Tasks to perform>
- 1) Rewrite the passage on commodity derivatives from "The derivatives used" to "actively-quoted market prices.", using "variability" in place of "volatility".
- 2) For each statement below, answer yes or no according to the passage on commodity derivatives, and quote the words from the passage that decide it.
(a) The derivatives used to manage risk include options.
(b) Prices and volatility are determined mainly from models built on historical data.
(c) A hypothetical 10% unfavorable change in commodity prices would have cut the fair value of the trading derivatives by about $4 million as of June 30, 2007.
- 3) Please continue the passage on commodity derivatives from its last sentence.

Reading passage>

--- start ---

The derivatives used to manage risk are executed within established policies and procedures and include instruments such as futures, forwards, swaps and options that are sensitive to changes in the related commodity prices. For sensitivity analysis purposes, the fair value of commodity-based financial derivative instruments is determined based on models that consider the market prices of commodities in future periods, the volatility of the market prices in each period, as well as the time value factors of the derivative instruments. Prices and volatility are principally determined based on actively-quoted market prices.

A hypothetical 10% unfavorable change in market prices for our non-trading commodity-based financial derivative instruments would have resulted in a decrease in fair value of approximately $342 million and $597 million as of June 30, 2007 and December 31, 2006, respectively. The decrease is primarily due to the execution of offsetting derivatives related to the divestiture of the majority of our E&P business. A hypothetical 10% unfavorable change in commodity prices would have resulted in a decrease of approximately $4 million and $3 million in the fair value of our commodity-based financial derivative instruments held for trading purposes as of June 30, 2007 and December 31, 2006, respectively.

--- end ---

Provided material>
--- start ---

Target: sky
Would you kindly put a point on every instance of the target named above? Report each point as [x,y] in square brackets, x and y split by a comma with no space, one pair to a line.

--- end ---

Outputs in order>
- 1)
The derivatives used to manage risk are executed within established policies and procedures and include instruments such as futures, forwards, swaps and options that are sensitive to changes in the related commodity prices. For sensitivity analysis purposes, the fair value of commodity-based financial derivative instruments is determined based on models that consider the market prices of commodities in future periods, the variability of the market prices in each period, as well as the time value factors of the derivative instruments. Prices and variability are principally determined based on actively-quoted market prices.

- 2)
(a) Yes: "include instruments such as futures, forwards, swaps and options"
(b) No: "Prices and volatility are principally determined based on actively-quoted market prices."
(c) Yes: "would have resulted in a decrease of approximately $4 million and $3 million in the fair value of our commodity-based financial derivative instruments held for trading purposes as of June 30, 2007 and December 31, 2006, respectively"

- 3)
The impact of a change in energy commodity prices on our non-trading commodity-based financial derivative instruments at a point in time is not necessarily representative of the results that will be realized when such contracts are ultimately settled. Net losses from commodity derivative instruments used for hedging purposes, to the extent realized, will generally be offset by recognition of the hedged transaction, such as revenue from sales.

Foreign Currency Exchange Risk

We manage our foreign currency exchange risk exposure associated with anticipated future purchases of nuclear fuel processing services denominated in foreign currencies by utilizing currency forward contracts. As a result of holding these contracts as hedges, our exposure to foreign currency risk is minimal. A hypothetical 10% decrease in relevant foreign exchange rates would have resulted in a decrease of approximately $1 million and $3 million in the fair value of currency forward contracts held by us at June 30, 2007 and December 31, 2006, respectively.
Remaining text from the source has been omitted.